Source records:
================
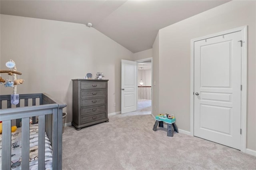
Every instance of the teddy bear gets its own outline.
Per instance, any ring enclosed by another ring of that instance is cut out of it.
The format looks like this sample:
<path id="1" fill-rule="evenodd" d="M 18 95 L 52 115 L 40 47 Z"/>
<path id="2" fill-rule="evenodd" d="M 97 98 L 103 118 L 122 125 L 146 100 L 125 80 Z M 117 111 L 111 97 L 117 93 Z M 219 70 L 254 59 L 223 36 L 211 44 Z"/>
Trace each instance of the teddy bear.
<path id="1" fill-rule="evenodd" d="M 103 79 L 102 78 L 103 77 L 104 77 L 103 73 L 102 73 L 102 72 L 98 72 L 96 73 L 96 78 L 95 79 L 98 79 L 99 80 Z"/>
<path id="2" fill-rule="evenodd" d="M 2 133 L 2 121 L 0 121 L 0 134 Z M 11 131 L 12 132 L 15 132 L 17 130 L 17 127 L 16 126 L 12 126 L 11 128 Z"/>
<path id="3" fill-rule="evenodd" d="M 7 80 L 7 82 L 4 85 L 4 87 L 14 87 L 13 84 L 14 84 L 14 83 L 11 80 Z"/>
<path id="4" fill-rule="evenodd" d="M 24 80 L 22 79 L 18 79 L 13 81 L 14 82 L 14 85 L 18 85 L 22 84 L 23 83 L 23 81 L 24 81 Z"/>
<path id="5" fill-rule="evenodd" d="M 0 77 L 0 83 L 5 83 L 5 80 L 4 79 L 3 79 L 2 78 L 2 77 Z"/>

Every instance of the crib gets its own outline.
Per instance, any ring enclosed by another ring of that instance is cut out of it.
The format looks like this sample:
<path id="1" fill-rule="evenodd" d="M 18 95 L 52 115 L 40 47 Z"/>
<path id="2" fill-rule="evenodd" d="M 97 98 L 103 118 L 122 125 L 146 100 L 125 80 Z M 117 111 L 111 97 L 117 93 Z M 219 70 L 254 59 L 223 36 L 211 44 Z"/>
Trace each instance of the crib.
<path id="1" fill-rule="evenodd" d="M 2 121 L 2 169 L 11 166 L 11 126 L 16 125 L 21 134 L 21 157 L 19 168 L 22 170 L 45 169 L 45 145 L 48 136 L 52 149 L 52 168 L 62 169 L 62 109 L 66 104 L 46 93 L 20 95 L 20 102 L 11 104 L 10 95 L 0 95 L 0 121 Z M 36 168 L 30 167 L 30 120 L 38 126 L 38 162 Z M 20 127 L 20 121 L 22 125 Z M 37 123 L 37 121 L 38 123 Z"/>

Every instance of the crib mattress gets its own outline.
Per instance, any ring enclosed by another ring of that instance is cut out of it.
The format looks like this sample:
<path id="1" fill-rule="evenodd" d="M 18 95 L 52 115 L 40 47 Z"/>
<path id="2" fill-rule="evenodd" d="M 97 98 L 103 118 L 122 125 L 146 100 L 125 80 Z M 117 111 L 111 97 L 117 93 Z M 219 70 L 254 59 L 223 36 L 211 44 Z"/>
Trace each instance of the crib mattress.
<path id="1" fill-rule="evenodd" d="M 38 124 L 31 125 L 30 127 L 29 169 L 38 169 Z M 11 169 L 21 170 L 21 128 L 12 133 Z M 0 134 L 0 169 L 2 169 L 2 134 Z M 52 170 L 52 148 L 48 137 L 45 134 L 45 169 Z"/>

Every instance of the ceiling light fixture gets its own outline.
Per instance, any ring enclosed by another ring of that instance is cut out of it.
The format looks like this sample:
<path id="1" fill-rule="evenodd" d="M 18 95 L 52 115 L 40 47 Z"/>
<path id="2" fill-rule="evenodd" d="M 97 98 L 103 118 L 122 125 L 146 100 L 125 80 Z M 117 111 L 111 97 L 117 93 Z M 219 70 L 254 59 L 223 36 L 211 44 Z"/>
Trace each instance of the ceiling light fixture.
<path id="1" fill-rule="evenodd" d="M 86 25 L 88 27 L 92 27 L 92 24 L 90 22 L 88 22 L 86 24 Z"/>

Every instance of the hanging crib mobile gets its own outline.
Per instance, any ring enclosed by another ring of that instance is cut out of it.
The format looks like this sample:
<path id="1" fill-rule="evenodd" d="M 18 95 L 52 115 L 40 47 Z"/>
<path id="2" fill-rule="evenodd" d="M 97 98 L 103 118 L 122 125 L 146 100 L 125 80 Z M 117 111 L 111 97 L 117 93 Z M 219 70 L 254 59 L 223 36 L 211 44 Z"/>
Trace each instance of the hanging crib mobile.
================
** SHORT PROBLEM **
Make an exact copy of the data, leaving its pictures out.

** ANSWER BELOW **
Every instance of the teddy bear gets its own outline.
Per instance, any ring enclosed by another ring of that instance is cut out of it.
The format looks like this sample:
<path id="1" fill-rule="evenodd" d="M 18 95 L 52 115 L 40 47 Z"/>
<path id="2" fill-rule="evenodd" d="M 97 98 L 103 118 L 122 125 L 146 100 L 125 80 Z M 117 111 L 111 97 L 117 93 Z M 219 70 L 254 59 L 223 36 L 211 44 Z"/>
Trace each instance of the teddy bear.
<path id="1" fill-rule="evenodd" d="M 103 79 L 102 78 L 103 77 L 104 77 L 103 73 L 102 73 L 102 72 L 98 72 L 96 73 L 96 78 L 95 79 L 98 79 L 99 80 Z"/>
<path id="2" fill-rule="evenodd" d="M 2 133 L 2 121 L 0 121 L 0 134 Z M 11 131 L 12 132 L 15 132 L 17 130 L 17 127 L 16 126 L 12 126 L 11 128 Z"/>
<path id="3" fill-rule="evenodd" d="M 7 80 L 7 82 L 4 85 L 4 87 L 14 87 L 13 84 L 14 84 L 14 83 L 11 80 Z"/>
<path id="4" fill-rule="evenodd" d="M 24 80 L 22 79 L 18 79 L 13 81 L 14 82 L 14 85 L 18 85 L 22 84 L 23 83 L 23 81 L 24 81 Z"/>
<path id="5" fill-rule="evenodd" d="M 0 77 L 0 83 L 5 83 L 5 80 L 4 79 L 3 79 L 2 78 L 2 77 Z"/>

Every instance of the crib gets its own outline.
Per instance, any ring enclosed by another ring of that instance is cut out of it.
The format looks like this sample:
<path id="1" fill-rule="evenodd" d="M 18 95 L 52 115 L 40 47 Z"/>
<path id="2" fill-rule="evenodd" d="M 97 98 L 103 118 L 122 125 L 146 100 L 125 80 Z M 117 111 L 111 97 L 117 93 Z M 219 70 L 254 59 L 223 36 L 211 44 Z"/>
Trace each instance of the crib.
<path id="1" fill-rule="evenodd" d="M 2 121 L 2 169 L 11 166 L 11 126 L 16 125 L 21 134 L 21 157 L 19 168 L 22 170 L 45 169 L 45 145 L 48 136 L 52 149 L 52 168 L 62 169 L 62 109 L 66 104 L 46 93 L 20 95 L 20 102 L 11 104 L 10 95 L 0 95 L 0 121 Z M 36 168 L 30 167 L 30 120 L 38 126 L 38 162 Z M 20 127 L 20 121 L 22 125 Z M 37 123 L 37 121 L 38 123 Z"/>

Every instance of the crib mattress gets its own outline.
Per instance, any ring enclosed by another ring of that instance is cut out of it.
The format looks like this sample:
<path id="1" fill-rule="evenodd" d="M 18 95 L 52 115 L 40 47 Z"/>
<path id="2" fill-rule="evenodd" d="M 97 98 L 103 118 L 122 125 L 146 100 L 125 80 Z M 117 111 L 111 97 L 117 93 Z M 219 70 L 254 59 L 223 36 L 211 44 Z"/>
Trace each instance of the crib mattress.
<path id="1" fill-rule="evenodd" d="M 38 124 L 31 125 L 30 127 L 29 169 L 38 169 Z M 11 169 L 21 170 L 21 128 L 12 133 Z M 0 134 L 0 169 L 2 169 L 2 134 Z M 52 170 L 52 148 L 48 137 L 45 134 L 45 169 Z"/>

Every instance of the ceiling light fixture gets its own outline.
Per instance, any ring enclosed by another ring of that instance is cut out of it.
The format looks like this sample:
<path id="1" fill-rule="evenodd" d="M 18 95 L 52 115 L 40 47 Z"/>
<path id="2" fill-rule="evenodd" d="M 97 98 L 103 118 L 122 125 L 146 100 L 125 80 Z M 117 111 L 111 97 L 117 93 Z M 219 70 L 254 59 L 223 36 L 211 44 Z"/>
Trace each instance of the ceiling light fixture.
<path id="1" fill-rule="evenodd" d="M 86 25 L 88 27 L 92 27 L 92 24 L 90 22 L 88 22 L 86 24 Z"/>

Every instance of the hanging crib mobile gets its own outline.
Per instance, any ring enclosed by another ring of that instance is cut out of it.
The format looks like this sample:
<path id="1" fill-rule="evenodd" d="M 18 95 L 52 115 L 40 47 Z"/>
<path id="2" fill-rule="evenodd" d="M 97 98 L 103 118 L 122 125 L 146 100 L 125 80 Z M 117 111 L 111 97 L 117 93 Z M 219 70 L 254 59 L 223 36 L 211 44 Z"/>
Trace each instance of the hanging crib mobile.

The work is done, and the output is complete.